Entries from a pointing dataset
<<<<

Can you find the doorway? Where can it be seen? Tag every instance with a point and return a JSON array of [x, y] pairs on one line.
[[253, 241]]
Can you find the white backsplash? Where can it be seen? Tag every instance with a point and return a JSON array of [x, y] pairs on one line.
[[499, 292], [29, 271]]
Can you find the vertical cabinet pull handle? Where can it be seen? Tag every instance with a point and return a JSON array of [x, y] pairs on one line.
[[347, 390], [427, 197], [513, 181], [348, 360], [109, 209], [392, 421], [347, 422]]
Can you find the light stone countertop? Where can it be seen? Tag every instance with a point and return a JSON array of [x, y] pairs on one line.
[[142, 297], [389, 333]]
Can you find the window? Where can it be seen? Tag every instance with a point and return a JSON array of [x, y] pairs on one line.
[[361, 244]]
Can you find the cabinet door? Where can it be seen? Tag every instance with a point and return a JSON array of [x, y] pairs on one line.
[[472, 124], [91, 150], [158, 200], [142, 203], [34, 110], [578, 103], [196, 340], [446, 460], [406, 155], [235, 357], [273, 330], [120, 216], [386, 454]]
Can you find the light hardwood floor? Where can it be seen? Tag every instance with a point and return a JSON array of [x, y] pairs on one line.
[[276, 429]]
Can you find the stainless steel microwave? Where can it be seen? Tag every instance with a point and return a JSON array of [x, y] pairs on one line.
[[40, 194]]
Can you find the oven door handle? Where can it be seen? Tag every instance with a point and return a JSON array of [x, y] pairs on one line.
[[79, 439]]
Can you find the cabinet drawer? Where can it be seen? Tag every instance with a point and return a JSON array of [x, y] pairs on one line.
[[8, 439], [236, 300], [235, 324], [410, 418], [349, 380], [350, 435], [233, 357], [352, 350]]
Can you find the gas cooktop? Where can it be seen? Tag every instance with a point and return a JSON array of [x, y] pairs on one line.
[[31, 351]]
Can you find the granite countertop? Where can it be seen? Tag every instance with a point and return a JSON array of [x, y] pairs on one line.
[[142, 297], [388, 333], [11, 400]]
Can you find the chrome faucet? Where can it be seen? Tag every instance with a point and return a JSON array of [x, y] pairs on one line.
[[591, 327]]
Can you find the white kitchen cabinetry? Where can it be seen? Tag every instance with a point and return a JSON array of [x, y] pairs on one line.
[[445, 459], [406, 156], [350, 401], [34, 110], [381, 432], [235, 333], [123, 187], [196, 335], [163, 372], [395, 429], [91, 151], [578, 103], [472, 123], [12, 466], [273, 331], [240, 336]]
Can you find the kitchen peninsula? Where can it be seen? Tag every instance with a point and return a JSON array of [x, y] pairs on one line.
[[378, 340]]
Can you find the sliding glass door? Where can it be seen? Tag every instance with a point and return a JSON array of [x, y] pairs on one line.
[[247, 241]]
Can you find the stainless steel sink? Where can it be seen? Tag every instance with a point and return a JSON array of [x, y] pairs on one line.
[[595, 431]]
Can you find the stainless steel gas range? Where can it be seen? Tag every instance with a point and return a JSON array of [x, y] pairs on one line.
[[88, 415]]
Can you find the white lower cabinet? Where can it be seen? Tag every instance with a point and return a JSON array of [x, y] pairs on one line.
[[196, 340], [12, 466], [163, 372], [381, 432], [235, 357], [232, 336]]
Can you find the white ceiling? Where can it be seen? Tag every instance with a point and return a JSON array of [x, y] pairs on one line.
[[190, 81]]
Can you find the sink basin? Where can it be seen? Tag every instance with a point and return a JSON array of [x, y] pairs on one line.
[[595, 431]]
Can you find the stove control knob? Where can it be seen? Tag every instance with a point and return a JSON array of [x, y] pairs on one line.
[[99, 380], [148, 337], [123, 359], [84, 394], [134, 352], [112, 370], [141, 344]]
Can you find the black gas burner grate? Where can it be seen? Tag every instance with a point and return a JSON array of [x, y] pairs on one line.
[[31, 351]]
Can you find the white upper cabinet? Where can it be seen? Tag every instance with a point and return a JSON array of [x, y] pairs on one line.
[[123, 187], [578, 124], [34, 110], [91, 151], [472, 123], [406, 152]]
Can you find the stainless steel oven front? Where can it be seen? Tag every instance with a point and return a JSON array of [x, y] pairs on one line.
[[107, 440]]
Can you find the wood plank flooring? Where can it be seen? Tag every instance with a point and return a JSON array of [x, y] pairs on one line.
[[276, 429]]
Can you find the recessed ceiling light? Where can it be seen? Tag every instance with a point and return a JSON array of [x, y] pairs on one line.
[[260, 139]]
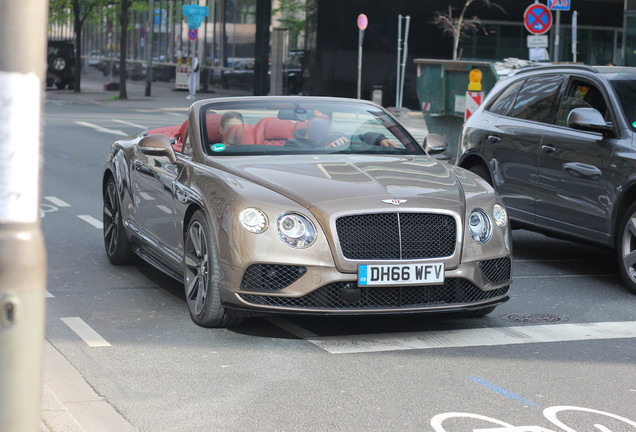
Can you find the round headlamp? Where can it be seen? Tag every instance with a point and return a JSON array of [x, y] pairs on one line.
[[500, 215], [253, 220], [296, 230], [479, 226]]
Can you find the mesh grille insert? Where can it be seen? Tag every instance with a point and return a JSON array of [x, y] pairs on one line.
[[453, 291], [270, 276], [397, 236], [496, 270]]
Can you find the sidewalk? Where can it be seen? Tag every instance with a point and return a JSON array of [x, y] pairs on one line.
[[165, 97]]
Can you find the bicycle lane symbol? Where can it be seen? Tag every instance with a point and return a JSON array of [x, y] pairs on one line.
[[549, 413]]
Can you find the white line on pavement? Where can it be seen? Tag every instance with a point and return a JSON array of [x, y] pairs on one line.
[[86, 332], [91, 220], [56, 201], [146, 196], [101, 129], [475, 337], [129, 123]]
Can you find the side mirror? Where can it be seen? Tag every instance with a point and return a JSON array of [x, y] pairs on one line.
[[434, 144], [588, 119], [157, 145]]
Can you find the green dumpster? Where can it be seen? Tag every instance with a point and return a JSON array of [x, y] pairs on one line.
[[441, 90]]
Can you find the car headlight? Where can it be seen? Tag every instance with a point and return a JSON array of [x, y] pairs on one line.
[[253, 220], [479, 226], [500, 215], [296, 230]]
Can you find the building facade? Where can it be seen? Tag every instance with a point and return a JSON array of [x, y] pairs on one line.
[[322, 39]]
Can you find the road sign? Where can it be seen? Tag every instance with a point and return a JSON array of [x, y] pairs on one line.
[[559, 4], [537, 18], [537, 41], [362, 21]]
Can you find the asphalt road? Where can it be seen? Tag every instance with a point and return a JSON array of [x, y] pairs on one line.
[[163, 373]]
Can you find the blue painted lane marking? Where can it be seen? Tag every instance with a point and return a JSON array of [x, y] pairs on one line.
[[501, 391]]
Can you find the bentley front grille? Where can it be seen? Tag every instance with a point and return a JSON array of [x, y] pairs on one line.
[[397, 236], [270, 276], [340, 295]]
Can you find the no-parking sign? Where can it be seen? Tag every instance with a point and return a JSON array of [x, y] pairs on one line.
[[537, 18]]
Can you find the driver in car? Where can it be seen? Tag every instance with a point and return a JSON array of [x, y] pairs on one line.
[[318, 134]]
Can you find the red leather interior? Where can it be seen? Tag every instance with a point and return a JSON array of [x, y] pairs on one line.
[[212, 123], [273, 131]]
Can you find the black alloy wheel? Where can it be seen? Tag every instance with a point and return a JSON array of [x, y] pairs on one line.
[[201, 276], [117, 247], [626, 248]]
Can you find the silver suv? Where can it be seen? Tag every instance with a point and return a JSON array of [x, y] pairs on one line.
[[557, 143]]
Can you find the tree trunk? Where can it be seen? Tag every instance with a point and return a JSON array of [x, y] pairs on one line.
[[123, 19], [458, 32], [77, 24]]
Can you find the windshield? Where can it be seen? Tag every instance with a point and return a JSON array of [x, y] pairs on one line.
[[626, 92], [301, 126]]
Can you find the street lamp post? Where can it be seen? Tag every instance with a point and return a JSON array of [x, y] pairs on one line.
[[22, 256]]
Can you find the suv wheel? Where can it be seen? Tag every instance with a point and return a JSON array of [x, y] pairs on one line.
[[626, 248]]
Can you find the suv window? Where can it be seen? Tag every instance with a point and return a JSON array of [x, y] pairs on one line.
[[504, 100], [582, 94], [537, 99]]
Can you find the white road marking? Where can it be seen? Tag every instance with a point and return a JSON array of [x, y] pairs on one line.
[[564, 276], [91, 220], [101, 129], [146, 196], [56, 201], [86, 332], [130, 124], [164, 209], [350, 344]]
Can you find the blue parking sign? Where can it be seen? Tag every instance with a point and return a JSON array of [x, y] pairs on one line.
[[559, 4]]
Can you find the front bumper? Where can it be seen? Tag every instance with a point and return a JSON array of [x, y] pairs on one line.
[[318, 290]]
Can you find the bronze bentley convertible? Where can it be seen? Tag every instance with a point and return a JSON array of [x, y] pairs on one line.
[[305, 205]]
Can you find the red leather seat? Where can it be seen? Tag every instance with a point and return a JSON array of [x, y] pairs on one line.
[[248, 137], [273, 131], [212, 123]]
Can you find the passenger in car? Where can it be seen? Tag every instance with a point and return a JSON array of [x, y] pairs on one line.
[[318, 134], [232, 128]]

>>>>
<<<<

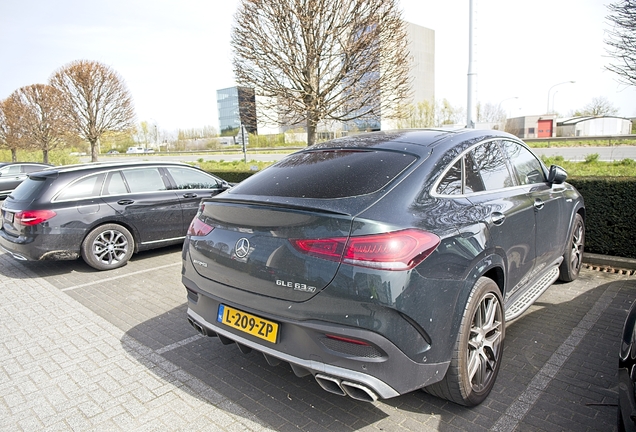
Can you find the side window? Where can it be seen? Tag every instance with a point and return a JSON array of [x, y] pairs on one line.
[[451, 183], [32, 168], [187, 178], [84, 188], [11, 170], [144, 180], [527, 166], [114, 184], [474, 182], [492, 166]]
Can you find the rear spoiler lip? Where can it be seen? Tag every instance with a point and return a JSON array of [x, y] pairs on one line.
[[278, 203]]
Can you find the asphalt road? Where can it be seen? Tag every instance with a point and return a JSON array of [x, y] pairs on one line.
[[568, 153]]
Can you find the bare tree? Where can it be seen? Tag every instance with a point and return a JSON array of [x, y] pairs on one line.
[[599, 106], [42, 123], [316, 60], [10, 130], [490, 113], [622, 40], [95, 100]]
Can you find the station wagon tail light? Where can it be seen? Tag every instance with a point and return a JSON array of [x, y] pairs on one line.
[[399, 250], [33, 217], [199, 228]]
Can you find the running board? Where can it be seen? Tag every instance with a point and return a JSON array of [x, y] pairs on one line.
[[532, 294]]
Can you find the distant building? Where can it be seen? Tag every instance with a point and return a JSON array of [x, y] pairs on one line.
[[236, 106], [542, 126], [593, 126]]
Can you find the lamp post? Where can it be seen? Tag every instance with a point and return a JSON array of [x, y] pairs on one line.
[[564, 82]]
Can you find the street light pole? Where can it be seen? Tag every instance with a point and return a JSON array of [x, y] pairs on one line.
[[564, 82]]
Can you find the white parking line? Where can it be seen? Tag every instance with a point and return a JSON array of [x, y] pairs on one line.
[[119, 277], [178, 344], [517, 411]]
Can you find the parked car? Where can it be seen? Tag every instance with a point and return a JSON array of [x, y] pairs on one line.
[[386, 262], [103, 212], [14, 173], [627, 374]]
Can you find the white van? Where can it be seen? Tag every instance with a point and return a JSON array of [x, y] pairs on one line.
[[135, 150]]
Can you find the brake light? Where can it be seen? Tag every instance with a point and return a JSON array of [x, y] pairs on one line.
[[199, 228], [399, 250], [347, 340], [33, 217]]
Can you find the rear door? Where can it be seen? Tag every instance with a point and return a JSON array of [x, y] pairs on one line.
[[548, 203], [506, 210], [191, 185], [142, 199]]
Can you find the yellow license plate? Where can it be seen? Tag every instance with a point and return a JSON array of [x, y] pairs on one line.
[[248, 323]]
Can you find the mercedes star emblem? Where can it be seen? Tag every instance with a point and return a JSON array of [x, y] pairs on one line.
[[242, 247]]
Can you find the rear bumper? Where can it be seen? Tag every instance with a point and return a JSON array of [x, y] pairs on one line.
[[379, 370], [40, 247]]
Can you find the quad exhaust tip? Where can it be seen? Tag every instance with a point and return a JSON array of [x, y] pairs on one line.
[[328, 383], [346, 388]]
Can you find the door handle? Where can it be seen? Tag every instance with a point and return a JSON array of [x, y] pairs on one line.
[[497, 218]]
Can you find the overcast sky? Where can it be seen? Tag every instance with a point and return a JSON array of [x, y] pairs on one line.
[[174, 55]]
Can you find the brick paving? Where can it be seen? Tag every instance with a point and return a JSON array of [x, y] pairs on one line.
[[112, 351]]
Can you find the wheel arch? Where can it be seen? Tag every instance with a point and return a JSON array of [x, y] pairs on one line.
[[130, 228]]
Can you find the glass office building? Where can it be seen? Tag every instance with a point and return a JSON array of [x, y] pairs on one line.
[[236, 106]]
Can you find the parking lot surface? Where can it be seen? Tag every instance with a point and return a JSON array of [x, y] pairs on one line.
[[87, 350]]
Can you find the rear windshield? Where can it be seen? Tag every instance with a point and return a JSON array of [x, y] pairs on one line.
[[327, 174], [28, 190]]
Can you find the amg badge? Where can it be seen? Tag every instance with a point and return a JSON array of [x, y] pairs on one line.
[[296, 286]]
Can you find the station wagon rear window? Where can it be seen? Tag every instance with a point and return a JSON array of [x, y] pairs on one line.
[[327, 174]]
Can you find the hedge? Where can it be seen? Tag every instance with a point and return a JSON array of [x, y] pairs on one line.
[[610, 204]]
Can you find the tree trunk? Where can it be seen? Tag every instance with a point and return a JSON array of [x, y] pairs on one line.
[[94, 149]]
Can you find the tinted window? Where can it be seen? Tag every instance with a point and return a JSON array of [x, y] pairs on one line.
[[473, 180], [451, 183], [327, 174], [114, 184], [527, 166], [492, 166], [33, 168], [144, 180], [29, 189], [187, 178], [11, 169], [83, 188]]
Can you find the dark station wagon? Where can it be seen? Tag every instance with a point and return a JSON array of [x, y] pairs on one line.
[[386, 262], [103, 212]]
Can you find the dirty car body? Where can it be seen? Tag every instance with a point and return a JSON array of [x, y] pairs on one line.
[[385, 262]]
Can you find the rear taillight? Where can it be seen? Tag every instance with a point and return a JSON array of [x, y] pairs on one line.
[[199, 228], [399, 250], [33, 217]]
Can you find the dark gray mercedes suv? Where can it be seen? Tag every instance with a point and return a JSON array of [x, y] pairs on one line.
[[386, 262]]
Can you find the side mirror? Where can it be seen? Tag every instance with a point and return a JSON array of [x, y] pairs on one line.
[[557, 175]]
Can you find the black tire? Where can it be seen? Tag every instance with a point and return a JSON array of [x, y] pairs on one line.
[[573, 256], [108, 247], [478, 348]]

>>>>

• DIRECTIONS: List every line above that contains the word "marking". Case counts.

• ANSWER FOR THE TASK:
Can you find the blue painted lane marking? Where can it be seen? Tag every instance with a point and return a JSON array of [x, y] pairs on one line.
Can you find the white road marking? Where can it be seen? Tag every instance with a point and return a JSON array of [x, y] pairs on one line.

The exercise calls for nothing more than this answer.